== What you need to do ==
Quote every entry word for word.

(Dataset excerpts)
┄┄┄┄┄┄

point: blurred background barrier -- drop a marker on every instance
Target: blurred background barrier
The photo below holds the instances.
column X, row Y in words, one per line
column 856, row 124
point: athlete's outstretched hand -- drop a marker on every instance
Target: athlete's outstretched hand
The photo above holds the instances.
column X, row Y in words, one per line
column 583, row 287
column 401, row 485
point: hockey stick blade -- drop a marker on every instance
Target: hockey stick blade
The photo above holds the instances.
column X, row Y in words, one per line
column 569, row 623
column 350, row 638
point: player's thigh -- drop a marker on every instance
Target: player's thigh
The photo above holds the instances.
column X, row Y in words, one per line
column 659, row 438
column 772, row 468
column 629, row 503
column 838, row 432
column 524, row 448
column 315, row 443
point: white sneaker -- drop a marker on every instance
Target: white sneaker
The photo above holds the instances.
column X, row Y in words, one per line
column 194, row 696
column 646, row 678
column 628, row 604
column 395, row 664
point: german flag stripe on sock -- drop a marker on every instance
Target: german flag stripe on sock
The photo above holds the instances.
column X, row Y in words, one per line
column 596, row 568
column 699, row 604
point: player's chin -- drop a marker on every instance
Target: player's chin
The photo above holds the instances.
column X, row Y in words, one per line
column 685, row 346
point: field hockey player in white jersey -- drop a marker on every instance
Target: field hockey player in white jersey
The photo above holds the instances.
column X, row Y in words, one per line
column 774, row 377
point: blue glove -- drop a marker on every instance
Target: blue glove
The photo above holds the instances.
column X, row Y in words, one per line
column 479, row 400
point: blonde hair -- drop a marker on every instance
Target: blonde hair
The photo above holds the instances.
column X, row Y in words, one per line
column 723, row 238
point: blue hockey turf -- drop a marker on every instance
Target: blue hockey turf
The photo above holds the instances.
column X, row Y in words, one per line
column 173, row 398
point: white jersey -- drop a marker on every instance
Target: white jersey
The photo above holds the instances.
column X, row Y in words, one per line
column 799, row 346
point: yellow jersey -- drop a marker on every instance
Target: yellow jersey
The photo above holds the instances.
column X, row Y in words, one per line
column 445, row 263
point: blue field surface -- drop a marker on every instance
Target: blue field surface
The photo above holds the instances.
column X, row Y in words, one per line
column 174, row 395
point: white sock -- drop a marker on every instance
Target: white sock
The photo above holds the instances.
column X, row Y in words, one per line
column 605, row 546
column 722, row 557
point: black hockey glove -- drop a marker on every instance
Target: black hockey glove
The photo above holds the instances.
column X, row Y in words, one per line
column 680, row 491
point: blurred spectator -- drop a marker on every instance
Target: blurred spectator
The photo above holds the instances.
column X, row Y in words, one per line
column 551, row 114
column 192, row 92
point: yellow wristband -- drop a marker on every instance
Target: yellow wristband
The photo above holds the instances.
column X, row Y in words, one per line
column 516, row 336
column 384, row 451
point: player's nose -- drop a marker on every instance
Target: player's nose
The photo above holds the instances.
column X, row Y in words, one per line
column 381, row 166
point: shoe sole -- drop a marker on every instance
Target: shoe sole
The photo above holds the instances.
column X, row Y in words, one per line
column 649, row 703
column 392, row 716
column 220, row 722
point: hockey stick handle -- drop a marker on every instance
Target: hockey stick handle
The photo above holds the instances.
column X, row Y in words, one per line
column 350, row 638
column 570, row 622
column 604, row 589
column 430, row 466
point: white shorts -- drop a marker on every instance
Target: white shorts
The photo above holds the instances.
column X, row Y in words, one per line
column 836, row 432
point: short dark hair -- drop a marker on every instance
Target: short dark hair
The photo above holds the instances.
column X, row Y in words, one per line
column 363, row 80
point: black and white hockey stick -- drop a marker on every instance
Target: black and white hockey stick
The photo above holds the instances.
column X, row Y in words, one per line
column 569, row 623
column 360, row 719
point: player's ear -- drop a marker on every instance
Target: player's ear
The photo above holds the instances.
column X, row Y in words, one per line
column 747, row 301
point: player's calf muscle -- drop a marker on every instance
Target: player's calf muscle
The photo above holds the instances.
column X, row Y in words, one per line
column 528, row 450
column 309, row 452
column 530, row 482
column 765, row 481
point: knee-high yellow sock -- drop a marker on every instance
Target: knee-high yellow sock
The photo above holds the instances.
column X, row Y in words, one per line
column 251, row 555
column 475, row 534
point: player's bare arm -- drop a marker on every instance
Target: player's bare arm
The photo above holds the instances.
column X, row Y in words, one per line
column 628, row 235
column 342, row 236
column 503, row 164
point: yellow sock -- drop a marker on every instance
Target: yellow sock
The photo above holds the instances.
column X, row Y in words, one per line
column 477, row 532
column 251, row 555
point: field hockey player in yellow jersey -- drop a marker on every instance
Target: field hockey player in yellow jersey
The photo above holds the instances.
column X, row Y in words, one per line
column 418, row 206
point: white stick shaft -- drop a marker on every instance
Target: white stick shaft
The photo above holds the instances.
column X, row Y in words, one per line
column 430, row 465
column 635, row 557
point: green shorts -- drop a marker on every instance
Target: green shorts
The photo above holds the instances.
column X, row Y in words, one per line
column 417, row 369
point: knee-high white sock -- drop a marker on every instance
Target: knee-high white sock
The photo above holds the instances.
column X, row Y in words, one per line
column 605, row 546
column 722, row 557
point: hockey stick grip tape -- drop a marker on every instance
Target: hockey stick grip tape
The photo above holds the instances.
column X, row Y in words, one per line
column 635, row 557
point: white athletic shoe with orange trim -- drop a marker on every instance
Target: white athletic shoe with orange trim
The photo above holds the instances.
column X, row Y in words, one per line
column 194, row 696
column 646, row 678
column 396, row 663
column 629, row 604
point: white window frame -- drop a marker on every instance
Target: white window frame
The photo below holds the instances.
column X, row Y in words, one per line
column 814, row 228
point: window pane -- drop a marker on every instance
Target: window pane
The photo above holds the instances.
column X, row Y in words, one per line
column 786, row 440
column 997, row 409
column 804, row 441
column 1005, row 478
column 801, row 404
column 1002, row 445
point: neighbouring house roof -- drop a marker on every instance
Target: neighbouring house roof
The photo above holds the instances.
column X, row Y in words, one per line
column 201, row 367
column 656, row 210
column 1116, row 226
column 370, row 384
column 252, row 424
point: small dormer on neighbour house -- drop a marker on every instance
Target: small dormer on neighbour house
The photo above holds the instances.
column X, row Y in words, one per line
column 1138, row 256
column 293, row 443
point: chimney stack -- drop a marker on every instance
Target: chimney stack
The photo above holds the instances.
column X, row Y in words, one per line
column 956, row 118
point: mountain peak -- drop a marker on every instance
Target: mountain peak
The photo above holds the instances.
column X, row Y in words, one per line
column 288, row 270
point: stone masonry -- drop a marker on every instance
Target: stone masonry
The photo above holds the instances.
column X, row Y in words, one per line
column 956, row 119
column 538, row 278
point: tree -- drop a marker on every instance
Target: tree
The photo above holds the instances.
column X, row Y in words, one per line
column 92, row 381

┄┄┄┄┄┄

== Response area ==
point: blurred background barrier -- drop a marker on every instance
Target: blurred background barrier
The photo below holds the instances.
column X, row Y in words, one per line
column 856, row 124
point: athlete's outstretched hand -- drop a marker on every instance
Target: athlete's outstretched hand
The photo above holds the instances.
column X, row Y in words, one per line
column 583, row 287
column 401, row 485
point: hockey stick blade -- drop a marker on every instance
Target: hockey stick blade
The photo above holds the instances.
column X, row Y in words, one per line
column 569, row 623
column 350, row 638
point: player's thigh -- drop a marker on every instance
Target: player's thigh
The photo above holds the instances.
column X, row Y in words, one per line
column 659, row 438
column 772, row 468
column 629, row 503
column 838, row 432
column 524, row 448
column 315, row 443
point: white sneaker -- drop a marker on every instance
Target: white sneaker
The photo above holds the instances.
column X, row Y in words, one per line
column 194, row 696
column 646, row 678
column 628, row 604
column 395, row 664
point: german flag stripe on sock -- drop a marker on every instance
Target: german flag stripe on sock
The photo above holds the instances.
column X, row Y in words, one per line
column 596, row 568
column 699, row 604
point: player's chin -- drop a marker on every instance
Target: player's chin
The photo above holds the instances.
column X, row Y in words, one per line
column 685, row 346
point: field hockey player in white jersey -- drop a marker on every instance
Target: field hockey player in white jersey
The photo above holds the instances.
column X, row Y in words, one per line
column 774, row 377
point: blue glove -- drop a marker on every instance
Target: blue glove
The photo above holds the instances.
column X, row Y in words, one per line
column 479, row 400
point: blonde hair -- drop a marker on every instance
Target: blonde hair
The photo above holds the instances.
column X, row Y in words, one per line
column 723, row 238
point: blue hockey turf -- drop a marker on every instance
Target: blue hockey turf
The photo above holds the instances.
column X, row Y in words, one per line
column 173, row 398
point: white jersey -- drop a marker on every instance
Target: white jersey
The photo above holds the instances.
column X, row Y in words, one per line
column 799, row 346
point: yellow jersey -- drop a marker on every instance
Target: yellow jersey
The photo above holds the instances.
column X, row Y in words, one per line
column 445, row 263
point: blue field surface -- drop a marker on every instance
Target: blue field surface
The photo above holds the instances.
column X, row Y in words, one per line
column 174, row 395
point: white sock -- drop a marker on every instance
Target: white sock
The photo above holds the instances.
column X, row Y in words, one per line
column 605, row 546
column 722, row 557
point: black hockey glove -- drop a marker on every instance
Target: black hockey glove
The photo above holds the instances.
column X, row Y in words, one per line
column 680, row 491
point: blurred spectator -- drop a marker on every instance
Target: blurred spectator
The photo above holds the instances.
column X, row Y in words, one per line
column 551, row 114
column 192, row 92
point: yellow wristband -- drop a marker on every instance
Target: yellow wristband
The photo above holds the instances.
column X, row Y in words, one per line
column 516, row 336
column 384, row 451
point: player's nose -- drop a marker on every instance
Target: player's nose
The photo above holds the instances.
column X, row Y in words, one per line
column 381, row 166
point: shoe sole -- drop a marker on every instance
Target: shoe sole
The photo above holds the instances.
column X, row Y in words, one per line
column 649, row 703
column 392, row 716
column 220, row 722
point: hockey stick handle -- drop a marker on every instance
Target: hockey stick handle
The photo above holds the instances.
column X, row Y in words, one per line
column 350, row 638
column 570, row 622
column 604, row 589
column 430, row 466
point: white shorts -- drop a marker on every instance
Target: white shorts
The photo above holds the instances.
column X, row Y in words, one per line
column 836, row 432
point: short dark hair -- drop a marker on every instance
Target: short dark hair
The photo above holds the instances.
column X, row Y in words, one per line
column 363, row 80
point: black and white hockey stick -- drop a marker on every instance
Target: black and white hockey stick
The photo above holds the instances.
column X, row Y in words, one per line
column 569, row 623
column 360, row 719
point: player's ear -- drop a marker on every instance
Target: player's ear
The photo above holds the instances.
column X, row Y in words, one per line
column 747, row 301
point: player's calf muscle -- drop a marker on every instance
Target: player's calf muscle
The photo above holds the instances.
column X, row Y in words, one per line
column 528, row 450
column 309, row 452
column 530, row 482
column 765, row 481
point: knee-high yellow sock -- drop a marker on every instance
Target: knee-high yellow sock
The photo above holds the instances.
column X, row Y in words, one per line
column 251, row 555
column 475, row 534
point: player's bare arm -- drop a marker on every instance
Target: player's bare arm
The photo above holds the instances.
column X, row Y in words, one per line
column 628, row 235
column 342, row 236
column 503, row 164
point: yellow sock -- drop a marker on every instance
Target: yellow sock
The photo above holds the instances.
column X, row Y in words, one per line
column 477, row 532
column 251, row 555
point: field hockey player in yellow jersey -- drop a marker on every instance
Target: field hockey player in yellow jersey
The photo above holds the instances.
column X, row Y in words, one per line
column 418, row 206
point: white stick shaft -- drop a marker on every instance
Target: white stick shaft
The photo above holds the instances.
column X, row Y in words, one per line
column 430, row 465
column 635, row 557
point: green shorts -- drop a marker on every instance
Target: green shorts
The photo above holds the instances.
column X, row Y in words, one per line
column 417, row 369
point: knee-high white sock -- drop a marker on every instance
Target: knee-high white sock
The photo above holds the instances.
column X, row Y in words, one per line
column 605, row 546
column 722, row 557
point: hockey stick grip tape -- drop a marker on every instance
Target: hockey stick grip tape
The photo above holds the instances.
column X, row Y in words, one per line
column 635, row 557
point: white athletic shoe with orange trim -- drop a marker on every instance
Target: white athletic shoe with orange trim
The photo above holds the instances.
column X, row Y in words, one per line
column 194, row 696
column 646, row 678
column 396, row 663
column 629, row 604
point: white window frame -- drop a marker on every instance
Target: white window frame
The photo below holds the instances.
column X, row Y in words, one per line
column 814, row 228
point: window pane -- drop a marker on every instance
Target: window pane
The photo above holds the instances.
column X, row Y in words, one per line
column 786, row 440
column 997, row 409
column 804, row 441
column 1005, row 478
column 801, row 404
column 1002, row 445
point: neighbouring house roof -- drop a marker on every instance
Target: neighbouring house roof
The photo above holds the instances.
column X, row Y in words, one per line
column 201, row 367
column 656, row 210
column 1116, row 226
column 370, row 384
column 252, row 424
point: small dormer on neighbour house -- drop a marker on every instance
Target: small dormer on neighbour house
The photo above holds the instances.
column X, row Y in words, one per line
column 1138, row 256
column 293, row 443
point: chimney stack -- drop a marker on every instance
Target: chimney stack
The photo above holds the instances.
column X, row Y in words, one per line
column 956, row 118
point: mountain peak -- drop a marker on every instance
Target: mountain peak
The photo above holds the instances.
column X, row Y in words, one per line
column 288, row 270
point: stone masonry -- drop a marker on every instance
Target: stone masonry
The photo above holds the instances.
column X, row Y in words, one per line
column 956, row 119
column 538, row 278
point: tree -- drop a marker on every instance
Target: tree
The photo above holds the instances.
column X, row Y in words, one per line
column 92, row 381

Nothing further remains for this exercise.